R-Programming Notes
R-Programming Notes
Data analytics
Data analytics is the collection, transformation, and organization of data in order to draw
conclusions, make predictions, and drive informed decision making.
Data analytics: Key concepts
• Descriptive analytics tell us what happened.
• Diagnostic analytics tell us why something happened.
• Predictive analytics tell us what will likely happen in the future.
• Prescriptive analytics tell us how to act.
Tools used for Data Analytics
• R Programming
• Tableau
• Python
• SAS
• Apache Spark
• Excel
Introduction
• R is very powerful programming language widely used in the Data Science world.
• R analytics is data analytics using R programming language, an open-source language used
for statistical computing or graphics
History of R Programming
1. Founders: Ross Ihaka and Robert Gentleman initiated the development of R at the University
of Auckland, New Zealand, in the early 1990s.
2. Development Begins (Early 1990s): Ross Ihaka and Robert Gentleman started working on R
with the aim of creating a language and environment for statistical computing and graphics.
3. Initial Release (1995): The first version of R was publicly released in 1995 under the GNU
General Public License.
4. Growing Popularity (Late 1990s-2000s): R gained attention and popularity among statisticians,
researchers, and academics due to its robust statistical analysis capabilities, data manipulation
functions, and graphical tools.
5. Community Contributions: The open-source nature of R encouraged collaboration and
contributions from a growing community of statisticians and developers. This led to the creation
of numerous packages, expanding R's functionalities.
6. Expansion into Various Industries (2000s-2010s): R found extensive use in data science,
bioinformatics, finance, and other industries due to its ability to handle large datasets, perform
complex analyses, and create compelling visualizations.
7. Continued Evolution: The R language continue to evolve with regular updates, new packages,
and improvements, overseen by the R Core Team, ensuring its relevance and usefulness in
statistical computing and data analysis.
Features of R:
• R is an interpreted language which means R allows coding in interactive manner.
• R is a free and open-source statistical software. Copyright for the primary source code of R
is held by R Foundation and publishes under the General Public License.
• Today R runs almost on almost any standard computing platform and operating system.
• R has state-of-the-art graphics capabilities. R is unbeatable for Data Visualization task.
• By 2017, CRAN (comprehensive R Archive Network) had more than 10,000 packages with
tone of thousands of functions.
• The community support is overwhelming. There are numerous forums to help you out.
Limitations of R Language
• As R is an interpreted language, R is slow as compared to C, C++ and other compiled
languages.
• • •
◆ Parts of the exercise:
**a)** In the R programming notes, who started developing R?
**b)** Write the next part of the R programming notes, picking up after their last sentence.

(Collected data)
• • •
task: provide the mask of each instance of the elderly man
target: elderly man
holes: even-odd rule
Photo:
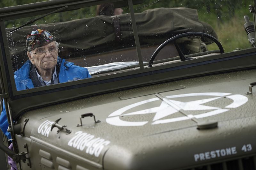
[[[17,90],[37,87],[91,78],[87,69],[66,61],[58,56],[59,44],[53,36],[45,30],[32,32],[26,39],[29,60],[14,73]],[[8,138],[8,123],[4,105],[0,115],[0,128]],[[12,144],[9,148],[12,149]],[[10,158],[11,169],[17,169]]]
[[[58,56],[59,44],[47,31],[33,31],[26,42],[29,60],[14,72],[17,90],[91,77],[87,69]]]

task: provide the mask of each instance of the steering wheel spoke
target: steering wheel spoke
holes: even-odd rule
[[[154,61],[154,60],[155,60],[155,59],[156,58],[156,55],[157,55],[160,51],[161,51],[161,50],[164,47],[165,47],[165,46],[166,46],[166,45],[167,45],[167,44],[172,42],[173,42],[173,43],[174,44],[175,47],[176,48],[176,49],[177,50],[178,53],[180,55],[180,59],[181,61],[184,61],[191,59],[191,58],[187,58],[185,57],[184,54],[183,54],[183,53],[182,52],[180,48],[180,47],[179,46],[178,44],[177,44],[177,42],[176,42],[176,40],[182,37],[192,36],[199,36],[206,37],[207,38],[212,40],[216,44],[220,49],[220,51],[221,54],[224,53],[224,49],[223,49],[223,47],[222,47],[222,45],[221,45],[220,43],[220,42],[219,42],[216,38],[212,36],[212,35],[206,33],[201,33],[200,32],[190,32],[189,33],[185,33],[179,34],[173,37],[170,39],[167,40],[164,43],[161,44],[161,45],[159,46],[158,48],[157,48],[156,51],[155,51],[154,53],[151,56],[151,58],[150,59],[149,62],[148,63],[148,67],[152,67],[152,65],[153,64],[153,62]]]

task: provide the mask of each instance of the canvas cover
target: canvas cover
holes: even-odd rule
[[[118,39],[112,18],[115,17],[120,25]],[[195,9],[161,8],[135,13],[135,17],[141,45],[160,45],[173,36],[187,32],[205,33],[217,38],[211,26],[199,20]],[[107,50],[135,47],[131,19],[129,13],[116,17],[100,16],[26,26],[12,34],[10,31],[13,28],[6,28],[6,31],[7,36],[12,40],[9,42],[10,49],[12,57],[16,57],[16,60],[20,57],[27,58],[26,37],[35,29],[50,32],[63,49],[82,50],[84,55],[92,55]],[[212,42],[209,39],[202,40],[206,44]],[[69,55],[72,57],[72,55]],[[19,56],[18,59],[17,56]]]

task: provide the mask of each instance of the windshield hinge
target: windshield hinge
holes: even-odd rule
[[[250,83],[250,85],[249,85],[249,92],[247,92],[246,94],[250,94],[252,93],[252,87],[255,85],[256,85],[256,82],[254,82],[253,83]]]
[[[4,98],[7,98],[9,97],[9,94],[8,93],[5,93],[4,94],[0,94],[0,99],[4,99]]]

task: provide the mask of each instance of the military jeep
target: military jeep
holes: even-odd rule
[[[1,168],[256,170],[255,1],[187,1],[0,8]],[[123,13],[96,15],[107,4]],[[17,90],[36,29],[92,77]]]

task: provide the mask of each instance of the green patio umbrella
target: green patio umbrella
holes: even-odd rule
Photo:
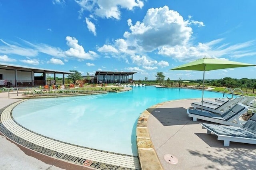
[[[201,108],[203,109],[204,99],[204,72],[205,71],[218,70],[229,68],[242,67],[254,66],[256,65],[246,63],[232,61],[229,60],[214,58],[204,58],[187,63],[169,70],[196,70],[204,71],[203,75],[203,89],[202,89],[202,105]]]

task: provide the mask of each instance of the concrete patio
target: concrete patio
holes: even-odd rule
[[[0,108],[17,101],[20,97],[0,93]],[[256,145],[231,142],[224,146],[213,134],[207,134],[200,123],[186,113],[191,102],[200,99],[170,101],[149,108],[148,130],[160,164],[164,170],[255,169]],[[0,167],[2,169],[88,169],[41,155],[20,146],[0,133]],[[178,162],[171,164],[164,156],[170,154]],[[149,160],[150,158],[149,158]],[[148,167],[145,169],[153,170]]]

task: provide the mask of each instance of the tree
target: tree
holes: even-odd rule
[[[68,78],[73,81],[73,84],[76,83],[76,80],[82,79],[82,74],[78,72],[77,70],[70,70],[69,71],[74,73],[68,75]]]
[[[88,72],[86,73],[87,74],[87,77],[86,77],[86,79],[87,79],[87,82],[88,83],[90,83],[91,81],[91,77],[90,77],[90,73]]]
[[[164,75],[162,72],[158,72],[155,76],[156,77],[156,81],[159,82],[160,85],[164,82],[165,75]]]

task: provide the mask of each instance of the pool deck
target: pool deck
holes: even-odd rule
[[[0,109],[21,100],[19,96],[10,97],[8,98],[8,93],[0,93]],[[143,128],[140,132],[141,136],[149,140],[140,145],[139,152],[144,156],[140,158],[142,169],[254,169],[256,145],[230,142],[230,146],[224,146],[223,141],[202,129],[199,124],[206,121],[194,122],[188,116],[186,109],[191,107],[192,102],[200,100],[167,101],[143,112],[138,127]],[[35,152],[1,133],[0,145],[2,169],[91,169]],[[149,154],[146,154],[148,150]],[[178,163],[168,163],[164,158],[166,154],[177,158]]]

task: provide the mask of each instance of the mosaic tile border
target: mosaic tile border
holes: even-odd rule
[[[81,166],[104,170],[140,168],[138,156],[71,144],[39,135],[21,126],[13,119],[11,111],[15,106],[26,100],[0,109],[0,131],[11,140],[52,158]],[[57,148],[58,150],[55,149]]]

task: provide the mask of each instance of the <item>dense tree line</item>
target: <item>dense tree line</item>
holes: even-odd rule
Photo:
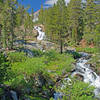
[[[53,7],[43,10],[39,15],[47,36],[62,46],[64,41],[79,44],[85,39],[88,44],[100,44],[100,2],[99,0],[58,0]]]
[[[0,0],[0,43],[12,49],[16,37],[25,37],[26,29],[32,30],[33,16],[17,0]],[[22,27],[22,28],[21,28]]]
• • •
◆ Answers by task:
**a)** Ross Ihaka and Robert Gentleman.

**b)**
• Another biggest challenge Data scientists face while using R is Out of Memory issue.
• In R, no one tests the quality of new package before publishing it, That’s why the quality of
some packages is less than perfect.
Basic Syntax in R Programming
Variables in R:
In R programming, a variable is a named container that holds data or values, allowing you to
store, manipulate, and retrieve information within a program.
• In R, the assignment can be denoted in three ways:
= (Simple Assignment)
<- (Leftward Assignment)
-> (Rightward Assignment)
Example
a=10
b<-a+10
print(c(a,b))
Vector:
In R programming, a vector is a fundamental data structure that represents a sequence of
elements of the same data type. It can hold numeric values, character strings, logical values, etc.
Vectors allow for the efficient storage and manipulation of data in a one-dimensional array-like
structure.
Syntax for Creating Vectors:
Using `c()` function:
vector_name <- c(element1, element2, ..., elementN)
Explanation of Terms:
- `vector_name`: The name given to the vector being created. It serves as the identifier for
accessing and manipulating the vector's elements.
- `c()` function: The `c()` function stands for "combine" and is used to concatenate elements
together into a vector. It creates a vector by combining individual elements.
- `element1, element2, ..., elementN`: These are the individual elements that constitute the
vector. Elements can be of the same or different data types, separated by commas within the `c()`
function.
Examples:
Numeric Vector Example:
# Creating a numeric vector
numbers <- c(1, 2, 3, 4, 5)
- `numbers` is the name assigned to the numeric vector.
- `c(1, 2, 3, 4, 5)` combines these five numeric elements into the vector named `numbers`.
Character Vector Example:
# Creating a character vector
names <- c("Alice", "Bob", "Charlie", "David")
- `names` is the name assigned to the character vector.
- `c("Alice", "Bob", "Charlie", "David")` combines these four character elements into the vector
named `names`.
Creating vector using sequence function:
#Sequence Generating Functions:
Using `:` Operator:
The `:` operator generates a sequence of numbers from a starting value to an ending value,
incrementing by 1.
Syntax:
sequence_vector <- start_value:end_value
Example:
# Creating a sequence using the ':' operator
sequence1 <- 1:10 # Generates a sequence from 1 to 10
- The `:` operator is a way to create sequences of consecutive integers in R.
- It generates a sequence starting from the `start_value` to the `end_value`, inclusive,
incrementing by 1 each time.
- This method is convenient for generating simple integer sequences.
Using `seq()` Function:
The `seq()` function allows more control over sequence generation by specifying the starting
point, ending point, and the increment value.
Syntax:
sequence_vector <- seq(from = start_value, to = end_value, by = increment)
Example:
# Creating a sequence using the 'seq()' function
sequence2 <- seq(1, 20, by = 2) # Generates a sequence from 1 to 20 with a step of 2
- The `seq()` function is versatile and allows for more flexibility in generating sequences.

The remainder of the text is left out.